Text segment:
▬▬▬

Minh Ha left a great comment describing additional pitfalls of cut-through switching on my Chasing CRC Errors blog post. Here it is (lightly edited).
Ivan, I don’t know about you, but I think cut-through and deep buffer are nothing but scams, and it’s subtle problems like this [fabric-wide crc errors] that open one’s eyes to the difference between reality and academy. Cut-through switching might improve nominal device latency a little bit compared to store-and-forward (SAF), but when one puts it into the bigger end-to-end context, it’s mostly useless.
Take the topology in the post, say if the spine switch operates in cut-thru mode, then it can forward the frames a bit faster, only to be blocked up at the slower device(s) down the chain, as they’re lower-end devices and so, can’t handle the higher rate – asynchronous speeds – and being at the lower end, they might be SAF devices themselves. The downstream devices then become the bottlenecks, so end-to-end latency is hardly any better. Also, as cut-thru switches can’t check CRC, they will just cause retransmission of bad packets, and along with it, an increase in end-to-end latency.
Even within the cut-thru switch itself, cut-thru mode is not always viable. Let’s use Nexus 5k as an example. It uses single-stage crossbar fabric with Virtual Output Queue (VOQ). If you have output contention, which you always do if your network is highly utilized, then the packets need to be buffered at the input waiting for the output to be available. In that case, cut-thru behavior is essentially as good as SAF; both have to buffer the packets and wait for their turns to transmit.
Also, Nexus 5k (and other crossbar switches) uses cell-based fabric + VOQ to deal with Head-of-Line (HOL) blocking. So basically the crossbar has to provide speed-up/overspeed to both compensate for cell tax and evade the HOL blocking problem. Since the crossbar is therefore faster than the input interfaces, the asynchronous-speeds situation once again surface, and cells will have to be buffered before being sent across the crossbar. Plus, in each cell time, there’re arbitration decisions made by the crossbar schedulers in regard to which cells get to enter the fabric, so buffering and waiting are inevitable.

▬▬▬

Check your understanding:
1) Repeat the portion of the cut-through switching text from "Even within the" up to and including "turns to transmit.".
2) Pick up the text on cut-through switching and the Nexus 5k crossbar where it stops, and carry it forward.
The rows that follow were drawn from a different source and are unrelated to the passage on cut-through switching.

▬▬▬

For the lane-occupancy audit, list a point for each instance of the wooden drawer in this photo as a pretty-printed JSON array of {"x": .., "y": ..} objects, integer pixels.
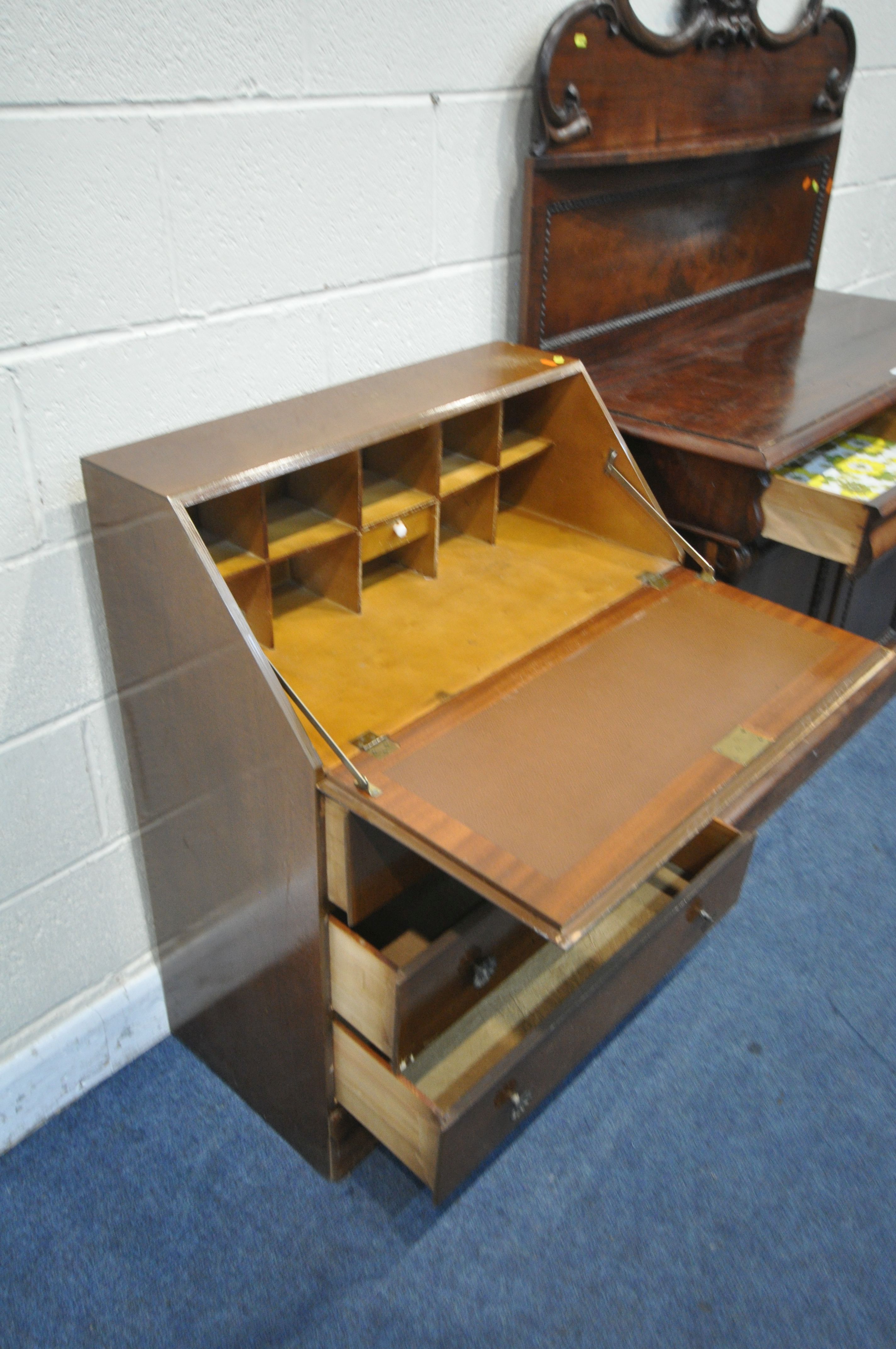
[
  {"x": 473, "y": 1085},
  {"x": 422, "y": 962}
]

▬▬▬

Set of answers:
1)
Even within the cut-thru switch itself, cut-thru mode is not always viable. Let’s use Nexus 5k as an example. It uses single-stage crossbar fabric with Virtual Output Queue (VOQ). If you have output contention, which you always do if your network is highly utilized, then the packets need to be buffered at the input waiting for the output to be available. In that case, cut-thru behavior is essentially as good as SAF; both have to buffer the packets and wait for their turns to transmit.

2)
All in all, the (dubious) benefit of cut-thru switching seems to be almost totally nullified. Not to mention cut-thru switches have more complicated ASICs and wiring than simple SAF switches, making it more expensive for no tangible gains.
I think cut-thru switching only makes sense if the whole network fabric runs the same model of switches, with simple protocol stack. So the place where it makes sense is niche markets like HPC cluster running low-overhead infiniband, or HFT trading, but the latter are mostly criminals trying to front-run each other anyway, so not sure if it’s ethical to provide a tools for them to do damage to society.
In day-to-day networks that deal with a mixture of traffic types and aggressive traffic patterns, cut-thru switching, like deep buffer, is just a diversion, and provides yet another opportunity for vendors to sell their overpriced boxes.
I must admit, I did find Cisco very admirable for having the guts to come out and say it like it is, that these days Cut-thru and SAF are very similar performance-wise.